Directive
Find "Task: set a dot on every instance of the wooden surface" in the material below, then copy that line and every subsequent line to the end, exactly.

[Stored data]
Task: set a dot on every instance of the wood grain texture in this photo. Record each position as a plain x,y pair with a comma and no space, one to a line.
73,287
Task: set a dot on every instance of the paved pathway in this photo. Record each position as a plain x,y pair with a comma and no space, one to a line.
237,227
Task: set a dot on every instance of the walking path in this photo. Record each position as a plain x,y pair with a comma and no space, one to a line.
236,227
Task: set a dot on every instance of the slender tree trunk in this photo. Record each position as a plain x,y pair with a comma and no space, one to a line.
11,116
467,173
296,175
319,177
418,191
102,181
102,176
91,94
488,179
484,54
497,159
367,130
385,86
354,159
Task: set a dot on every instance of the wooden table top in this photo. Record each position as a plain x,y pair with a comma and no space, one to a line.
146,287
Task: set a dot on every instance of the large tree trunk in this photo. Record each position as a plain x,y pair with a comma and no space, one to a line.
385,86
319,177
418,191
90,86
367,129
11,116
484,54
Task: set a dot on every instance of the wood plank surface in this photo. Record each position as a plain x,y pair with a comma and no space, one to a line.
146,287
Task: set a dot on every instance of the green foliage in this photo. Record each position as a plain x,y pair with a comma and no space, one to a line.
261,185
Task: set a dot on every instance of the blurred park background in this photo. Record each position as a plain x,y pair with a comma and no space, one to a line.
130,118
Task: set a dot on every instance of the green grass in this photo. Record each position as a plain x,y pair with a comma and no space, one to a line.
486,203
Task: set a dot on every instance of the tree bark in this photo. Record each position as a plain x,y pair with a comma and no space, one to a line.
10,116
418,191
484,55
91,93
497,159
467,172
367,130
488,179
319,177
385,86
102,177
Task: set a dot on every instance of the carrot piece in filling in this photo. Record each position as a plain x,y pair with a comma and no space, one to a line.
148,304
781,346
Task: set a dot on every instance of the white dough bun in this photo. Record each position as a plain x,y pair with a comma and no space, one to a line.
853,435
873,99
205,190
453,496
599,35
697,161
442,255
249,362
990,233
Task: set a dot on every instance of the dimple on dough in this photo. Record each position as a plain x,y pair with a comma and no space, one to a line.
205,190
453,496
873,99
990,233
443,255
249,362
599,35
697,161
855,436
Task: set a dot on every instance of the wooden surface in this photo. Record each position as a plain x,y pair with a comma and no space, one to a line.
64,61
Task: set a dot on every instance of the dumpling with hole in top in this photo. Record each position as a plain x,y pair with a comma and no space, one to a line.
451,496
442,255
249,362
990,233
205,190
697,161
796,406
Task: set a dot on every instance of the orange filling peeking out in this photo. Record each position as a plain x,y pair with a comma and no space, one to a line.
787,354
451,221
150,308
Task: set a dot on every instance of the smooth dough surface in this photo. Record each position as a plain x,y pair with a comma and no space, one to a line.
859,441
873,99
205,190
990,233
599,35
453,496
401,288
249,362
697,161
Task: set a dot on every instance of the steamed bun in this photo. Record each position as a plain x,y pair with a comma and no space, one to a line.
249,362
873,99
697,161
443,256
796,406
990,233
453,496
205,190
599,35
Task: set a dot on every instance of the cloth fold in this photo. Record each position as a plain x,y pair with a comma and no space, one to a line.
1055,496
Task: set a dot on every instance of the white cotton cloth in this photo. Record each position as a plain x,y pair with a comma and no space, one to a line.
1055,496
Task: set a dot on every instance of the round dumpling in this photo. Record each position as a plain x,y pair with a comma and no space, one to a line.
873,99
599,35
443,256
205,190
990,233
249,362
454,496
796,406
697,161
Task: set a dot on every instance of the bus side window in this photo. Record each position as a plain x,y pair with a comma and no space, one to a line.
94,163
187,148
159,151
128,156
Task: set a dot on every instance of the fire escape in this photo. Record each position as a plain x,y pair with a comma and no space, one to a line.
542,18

Answer below
Task: set a dot on every instance of the wooden surface in this photo. Record each position as a plain x,y pair with a comma and no space, one to a line.
64,61
Task: set a dot on every instance of the dumpling with hole in top in this photo. Record each position as a plain x,y pair with a comma and no space, one to a line.
451,496
442,255
249,362
990,233
205,190
697,161
796,406
Task: set a dot on every instance of the orange filling peeking out in this photo. Record each position as a plain x,y pair with a comma and no space, one to a line.
787,354
451,221
150,308
Task: set a dot on every instance of the smooth dough surface in this photo. Record each position as a plain x,y pair with a comma and no space, one to a line.
859,441
873,99
205,190
990,233
599,35
453,496
401,288
249,362
697,161
Task: set a dot on every instance of the steamed bun in this photo. Record each position as a plain x,y pair with a comma and no space, one to a line.
249,362
873,99
697,161
443,256
796,406
990,233
453,496
205,190
599,35
Task: set a dot on every instance of the cloth fold in this photo. Record each position as a plain x,y pair with a comma and no space, one to a line.
1055,496
Task: set a dot on every instance of the white cotton cloth in this photo. Record each position as a plain x,y pair with a comma and no space, one to a line.
1055,496
Task: set a dot on every instance of the round dumpling in this photo. Record each position as a plain x,y pair with a comma and no space, one to a line.
873,99
599,35
443,256
205,190
990,233
249,362
454,496
796,406
697,161
Task: set a dot on every instance of the bus side window in this photo. Record each position as a plain x,y pair with a comma and no space, one to a line.
94,163
187,148
159,151
128,156
Task: set a dot on every instance of the fire escape in this photo. Record each position as a plain x,y pair with a comma and no space, one to a line.
542,18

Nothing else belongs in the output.